■ WHAT THE TASK REQUIRES
The string "each" may appear in lines of the data; report how many lines contain it, with no other output.

■ LISTED RECORDS
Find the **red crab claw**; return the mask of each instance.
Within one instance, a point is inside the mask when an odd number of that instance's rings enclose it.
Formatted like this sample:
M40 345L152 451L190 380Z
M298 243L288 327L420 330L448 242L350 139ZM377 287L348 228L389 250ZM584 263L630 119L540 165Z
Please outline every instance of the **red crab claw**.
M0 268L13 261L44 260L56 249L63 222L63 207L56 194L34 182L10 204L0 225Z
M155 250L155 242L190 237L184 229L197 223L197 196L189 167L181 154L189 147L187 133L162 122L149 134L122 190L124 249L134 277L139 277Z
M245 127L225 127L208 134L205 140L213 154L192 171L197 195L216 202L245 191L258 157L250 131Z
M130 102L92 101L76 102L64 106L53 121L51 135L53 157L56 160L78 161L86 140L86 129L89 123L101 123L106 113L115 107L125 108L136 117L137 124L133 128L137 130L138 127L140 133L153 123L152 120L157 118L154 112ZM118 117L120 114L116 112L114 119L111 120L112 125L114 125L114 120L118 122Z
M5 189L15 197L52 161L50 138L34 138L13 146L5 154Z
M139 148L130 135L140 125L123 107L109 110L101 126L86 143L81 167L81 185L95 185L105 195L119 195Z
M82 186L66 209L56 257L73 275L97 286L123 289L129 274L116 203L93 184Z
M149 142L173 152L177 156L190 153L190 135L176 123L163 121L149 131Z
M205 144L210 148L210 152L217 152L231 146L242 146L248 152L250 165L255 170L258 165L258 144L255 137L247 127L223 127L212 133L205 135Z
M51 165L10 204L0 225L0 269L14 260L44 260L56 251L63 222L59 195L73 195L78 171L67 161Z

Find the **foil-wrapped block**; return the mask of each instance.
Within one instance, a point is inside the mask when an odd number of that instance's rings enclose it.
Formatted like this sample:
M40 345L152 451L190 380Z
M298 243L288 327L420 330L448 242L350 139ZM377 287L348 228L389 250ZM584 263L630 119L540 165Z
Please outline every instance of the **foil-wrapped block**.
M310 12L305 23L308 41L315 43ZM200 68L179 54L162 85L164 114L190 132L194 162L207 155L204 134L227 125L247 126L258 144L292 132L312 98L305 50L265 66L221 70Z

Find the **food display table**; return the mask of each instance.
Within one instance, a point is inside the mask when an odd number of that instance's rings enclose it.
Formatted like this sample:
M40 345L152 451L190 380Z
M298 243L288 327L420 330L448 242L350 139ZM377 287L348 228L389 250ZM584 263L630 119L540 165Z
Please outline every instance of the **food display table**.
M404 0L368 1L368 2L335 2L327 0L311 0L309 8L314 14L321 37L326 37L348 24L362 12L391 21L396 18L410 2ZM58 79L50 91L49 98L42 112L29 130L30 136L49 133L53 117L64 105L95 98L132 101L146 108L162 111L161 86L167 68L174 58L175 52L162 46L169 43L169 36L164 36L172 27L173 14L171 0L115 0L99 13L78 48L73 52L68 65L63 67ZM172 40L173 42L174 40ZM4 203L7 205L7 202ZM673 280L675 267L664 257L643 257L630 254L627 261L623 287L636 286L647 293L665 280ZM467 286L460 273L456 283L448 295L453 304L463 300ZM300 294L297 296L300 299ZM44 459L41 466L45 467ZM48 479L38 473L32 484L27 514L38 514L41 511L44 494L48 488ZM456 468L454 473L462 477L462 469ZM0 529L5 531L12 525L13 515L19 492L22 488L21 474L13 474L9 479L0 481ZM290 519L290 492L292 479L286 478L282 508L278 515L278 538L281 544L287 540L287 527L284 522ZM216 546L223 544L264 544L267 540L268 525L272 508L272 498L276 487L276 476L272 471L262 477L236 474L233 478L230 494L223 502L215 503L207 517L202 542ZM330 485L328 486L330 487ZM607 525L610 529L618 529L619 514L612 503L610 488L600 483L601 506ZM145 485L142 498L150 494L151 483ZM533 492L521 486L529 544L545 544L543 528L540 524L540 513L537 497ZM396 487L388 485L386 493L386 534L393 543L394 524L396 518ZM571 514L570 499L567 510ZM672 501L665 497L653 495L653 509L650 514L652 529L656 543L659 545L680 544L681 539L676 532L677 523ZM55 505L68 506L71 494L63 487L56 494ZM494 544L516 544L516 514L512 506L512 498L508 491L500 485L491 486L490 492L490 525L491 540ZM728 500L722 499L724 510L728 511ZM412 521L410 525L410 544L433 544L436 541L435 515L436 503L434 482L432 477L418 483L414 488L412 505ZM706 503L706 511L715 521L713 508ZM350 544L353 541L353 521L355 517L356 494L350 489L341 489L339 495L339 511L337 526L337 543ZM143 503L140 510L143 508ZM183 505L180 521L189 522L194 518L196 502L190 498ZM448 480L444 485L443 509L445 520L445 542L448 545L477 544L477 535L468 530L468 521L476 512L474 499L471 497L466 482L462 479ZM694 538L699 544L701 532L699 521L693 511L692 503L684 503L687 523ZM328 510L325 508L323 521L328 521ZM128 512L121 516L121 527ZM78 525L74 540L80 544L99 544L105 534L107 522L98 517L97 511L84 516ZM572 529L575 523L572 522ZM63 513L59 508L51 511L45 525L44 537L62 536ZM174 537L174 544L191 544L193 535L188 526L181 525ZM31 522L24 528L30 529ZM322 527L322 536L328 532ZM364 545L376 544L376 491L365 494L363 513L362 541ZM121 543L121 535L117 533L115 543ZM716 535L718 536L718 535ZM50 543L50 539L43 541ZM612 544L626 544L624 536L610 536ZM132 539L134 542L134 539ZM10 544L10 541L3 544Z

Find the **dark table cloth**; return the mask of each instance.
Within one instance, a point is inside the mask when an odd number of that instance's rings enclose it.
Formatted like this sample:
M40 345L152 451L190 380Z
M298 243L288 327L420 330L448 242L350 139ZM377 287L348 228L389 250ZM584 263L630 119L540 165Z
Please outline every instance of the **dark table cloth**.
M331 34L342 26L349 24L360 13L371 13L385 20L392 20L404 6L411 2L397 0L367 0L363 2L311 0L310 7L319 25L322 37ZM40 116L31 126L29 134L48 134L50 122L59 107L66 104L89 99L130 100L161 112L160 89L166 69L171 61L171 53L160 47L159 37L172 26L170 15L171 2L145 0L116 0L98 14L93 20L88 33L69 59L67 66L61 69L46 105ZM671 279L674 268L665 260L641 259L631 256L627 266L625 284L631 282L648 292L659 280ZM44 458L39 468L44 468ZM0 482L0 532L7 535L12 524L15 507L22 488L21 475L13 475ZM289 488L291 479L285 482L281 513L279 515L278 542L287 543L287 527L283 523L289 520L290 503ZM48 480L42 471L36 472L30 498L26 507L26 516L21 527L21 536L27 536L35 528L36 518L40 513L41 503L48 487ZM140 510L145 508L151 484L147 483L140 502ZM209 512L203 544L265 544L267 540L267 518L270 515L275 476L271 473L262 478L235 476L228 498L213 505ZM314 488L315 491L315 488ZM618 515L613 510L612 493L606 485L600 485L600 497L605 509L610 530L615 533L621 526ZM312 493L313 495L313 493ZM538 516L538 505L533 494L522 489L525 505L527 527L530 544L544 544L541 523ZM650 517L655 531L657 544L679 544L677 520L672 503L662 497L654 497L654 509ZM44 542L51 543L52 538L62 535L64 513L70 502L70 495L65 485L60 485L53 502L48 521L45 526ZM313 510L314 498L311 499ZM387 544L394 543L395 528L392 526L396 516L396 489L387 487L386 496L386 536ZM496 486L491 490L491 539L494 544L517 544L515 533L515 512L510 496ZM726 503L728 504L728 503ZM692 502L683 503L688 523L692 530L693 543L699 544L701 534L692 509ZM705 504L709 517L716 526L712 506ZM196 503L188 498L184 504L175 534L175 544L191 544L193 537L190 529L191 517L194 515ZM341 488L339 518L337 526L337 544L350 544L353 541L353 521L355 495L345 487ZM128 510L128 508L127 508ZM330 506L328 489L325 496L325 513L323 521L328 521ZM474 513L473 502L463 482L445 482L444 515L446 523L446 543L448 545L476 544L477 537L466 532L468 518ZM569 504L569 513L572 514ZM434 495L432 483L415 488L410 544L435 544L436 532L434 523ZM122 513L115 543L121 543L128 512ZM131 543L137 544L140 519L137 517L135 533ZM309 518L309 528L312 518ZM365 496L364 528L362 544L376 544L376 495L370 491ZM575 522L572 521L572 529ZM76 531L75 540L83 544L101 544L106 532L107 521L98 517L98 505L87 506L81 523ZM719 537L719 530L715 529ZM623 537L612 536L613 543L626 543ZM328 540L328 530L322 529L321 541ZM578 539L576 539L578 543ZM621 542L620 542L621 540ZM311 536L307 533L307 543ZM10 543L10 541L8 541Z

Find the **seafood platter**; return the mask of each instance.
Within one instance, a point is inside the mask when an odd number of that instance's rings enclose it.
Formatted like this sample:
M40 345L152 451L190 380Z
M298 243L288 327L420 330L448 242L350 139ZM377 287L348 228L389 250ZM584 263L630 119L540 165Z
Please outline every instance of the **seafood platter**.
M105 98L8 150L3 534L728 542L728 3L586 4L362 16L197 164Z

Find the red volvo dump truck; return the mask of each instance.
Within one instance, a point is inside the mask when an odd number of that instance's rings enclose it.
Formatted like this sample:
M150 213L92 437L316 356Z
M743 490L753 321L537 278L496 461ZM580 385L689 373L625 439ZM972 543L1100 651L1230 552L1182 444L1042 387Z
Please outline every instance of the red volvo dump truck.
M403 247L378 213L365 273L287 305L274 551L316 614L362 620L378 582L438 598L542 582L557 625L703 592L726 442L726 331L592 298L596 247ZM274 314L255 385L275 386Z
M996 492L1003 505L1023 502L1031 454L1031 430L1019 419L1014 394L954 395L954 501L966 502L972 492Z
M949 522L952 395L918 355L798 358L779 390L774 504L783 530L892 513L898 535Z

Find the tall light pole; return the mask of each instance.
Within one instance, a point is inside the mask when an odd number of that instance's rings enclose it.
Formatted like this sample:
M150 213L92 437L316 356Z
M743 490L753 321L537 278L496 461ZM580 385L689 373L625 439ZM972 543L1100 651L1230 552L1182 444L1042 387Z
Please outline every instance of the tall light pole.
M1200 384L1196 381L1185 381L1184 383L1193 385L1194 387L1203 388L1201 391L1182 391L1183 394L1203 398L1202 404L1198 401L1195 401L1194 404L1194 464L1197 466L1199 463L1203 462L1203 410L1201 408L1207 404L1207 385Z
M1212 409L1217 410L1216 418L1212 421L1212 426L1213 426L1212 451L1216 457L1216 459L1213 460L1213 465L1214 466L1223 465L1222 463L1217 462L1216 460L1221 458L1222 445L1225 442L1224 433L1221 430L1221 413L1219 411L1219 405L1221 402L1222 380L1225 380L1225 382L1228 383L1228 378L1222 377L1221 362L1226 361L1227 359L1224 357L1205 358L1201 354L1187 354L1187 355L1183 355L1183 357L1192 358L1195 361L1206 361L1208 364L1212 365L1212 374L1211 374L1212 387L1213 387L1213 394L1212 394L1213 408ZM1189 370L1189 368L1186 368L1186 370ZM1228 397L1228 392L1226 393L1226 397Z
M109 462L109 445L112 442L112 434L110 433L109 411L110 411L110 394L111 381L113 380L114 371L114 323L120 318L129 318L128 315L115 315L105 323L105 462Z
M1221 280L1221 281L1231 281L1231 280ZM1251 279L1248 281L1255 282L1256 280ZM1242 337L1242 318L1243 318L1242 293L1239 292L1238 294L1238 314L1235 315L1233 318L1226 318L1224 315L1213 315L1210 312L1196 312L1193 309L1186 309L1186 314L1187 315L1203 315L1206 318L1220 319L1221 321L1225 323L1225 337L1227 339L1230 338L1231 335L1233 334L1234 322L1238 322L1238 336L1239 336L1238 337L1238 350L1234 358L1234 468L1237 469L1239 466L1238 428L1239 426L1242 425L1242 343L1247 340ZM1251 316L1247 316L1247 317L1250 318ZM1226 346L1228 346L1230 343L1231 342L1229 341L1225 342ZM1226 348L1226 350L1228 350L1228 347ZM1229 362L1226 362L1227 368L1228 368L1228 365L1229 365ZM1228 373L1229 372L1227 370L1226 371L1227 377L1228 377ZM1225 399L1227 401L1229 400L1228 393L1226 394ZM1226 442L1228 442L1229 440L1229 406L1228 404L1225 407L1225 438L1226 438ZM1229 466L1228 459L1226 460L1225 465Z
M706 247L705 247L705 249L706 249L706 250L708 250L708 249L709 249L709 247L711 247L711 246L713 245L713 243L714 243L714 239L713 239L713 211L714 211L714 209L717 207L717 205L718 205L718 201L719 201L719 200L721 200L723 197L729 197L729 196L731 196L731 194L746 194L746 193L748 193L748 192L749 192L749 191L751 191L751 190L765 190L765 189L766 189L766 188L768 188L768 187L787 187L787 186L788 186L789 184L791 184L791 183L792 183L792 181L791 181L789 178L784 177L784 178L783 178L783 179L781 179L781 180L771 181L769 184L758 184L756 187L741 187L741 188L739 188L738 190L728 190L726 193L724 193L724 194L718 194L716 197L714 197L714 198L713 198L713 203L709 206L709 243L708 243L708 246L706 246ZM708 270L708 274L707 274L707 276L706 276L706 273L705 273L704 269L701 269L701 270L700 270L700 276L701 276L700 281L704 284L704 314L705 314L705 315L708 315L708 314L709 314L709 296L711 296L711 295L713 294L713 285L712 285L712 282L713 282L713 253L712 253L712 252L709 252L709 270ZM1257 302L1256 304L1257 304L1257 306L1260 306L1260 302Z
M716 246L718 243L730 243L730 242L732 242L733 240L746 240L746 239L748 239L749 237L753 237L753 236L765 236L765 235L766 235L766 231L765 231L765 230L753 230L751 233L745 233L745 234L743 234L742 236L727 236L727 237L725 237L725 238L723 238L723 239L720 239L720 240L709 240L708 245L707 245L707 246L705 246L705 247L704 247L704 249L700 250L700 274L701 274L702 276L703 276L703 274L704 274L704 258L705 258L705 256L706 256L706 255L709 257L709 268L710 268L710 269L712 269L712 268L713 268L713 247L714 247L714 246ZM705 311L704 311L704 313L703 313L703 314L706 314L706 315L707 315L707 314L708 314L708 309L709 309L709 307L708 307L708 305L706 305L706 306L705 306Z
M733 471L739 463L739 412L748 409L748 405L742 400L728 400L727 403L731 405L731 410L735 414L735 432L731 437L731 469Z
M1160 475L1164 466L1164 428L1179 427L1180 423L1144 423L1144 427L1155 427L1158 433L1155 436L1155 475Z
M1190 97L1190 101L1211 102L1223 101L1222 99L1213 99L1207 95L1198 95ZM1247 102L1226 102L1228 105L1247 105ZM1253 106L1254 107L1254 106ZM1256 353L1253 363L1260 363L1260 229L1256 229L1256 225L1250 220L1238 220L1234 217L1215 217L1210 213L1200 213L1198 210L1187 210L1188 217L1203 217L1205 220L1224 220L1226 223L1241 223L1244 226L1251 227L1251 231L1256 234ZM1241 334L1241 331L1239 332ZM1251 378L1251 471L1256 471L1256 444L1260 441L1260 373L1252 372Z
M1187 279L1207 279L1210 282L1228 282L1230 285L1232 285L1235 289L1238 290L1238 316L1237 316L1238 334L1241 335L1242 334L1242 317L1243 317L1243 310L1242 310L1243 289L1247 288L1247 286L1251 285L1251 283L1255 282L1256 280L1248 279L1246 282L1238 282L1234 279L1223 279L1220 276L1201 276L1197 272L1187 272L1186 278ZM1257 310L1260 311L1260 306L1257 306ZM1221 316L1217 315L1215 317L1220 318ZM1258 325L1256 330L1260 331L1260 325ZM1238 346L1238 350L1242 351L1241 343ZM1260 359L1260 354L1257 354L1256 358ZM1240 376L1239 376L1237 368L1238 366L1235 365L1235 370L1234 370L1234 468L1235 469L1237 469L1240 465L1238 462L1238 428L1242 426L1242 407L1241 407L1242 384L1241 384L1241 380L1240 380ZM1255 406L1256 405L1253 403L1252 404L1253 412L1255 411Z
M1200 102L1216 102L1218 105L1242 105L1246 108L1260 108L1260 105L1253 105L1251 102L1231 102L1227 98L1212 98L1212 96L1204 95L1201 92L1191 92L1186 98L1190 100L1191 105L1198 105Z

■ RESULT OF THE TASK
7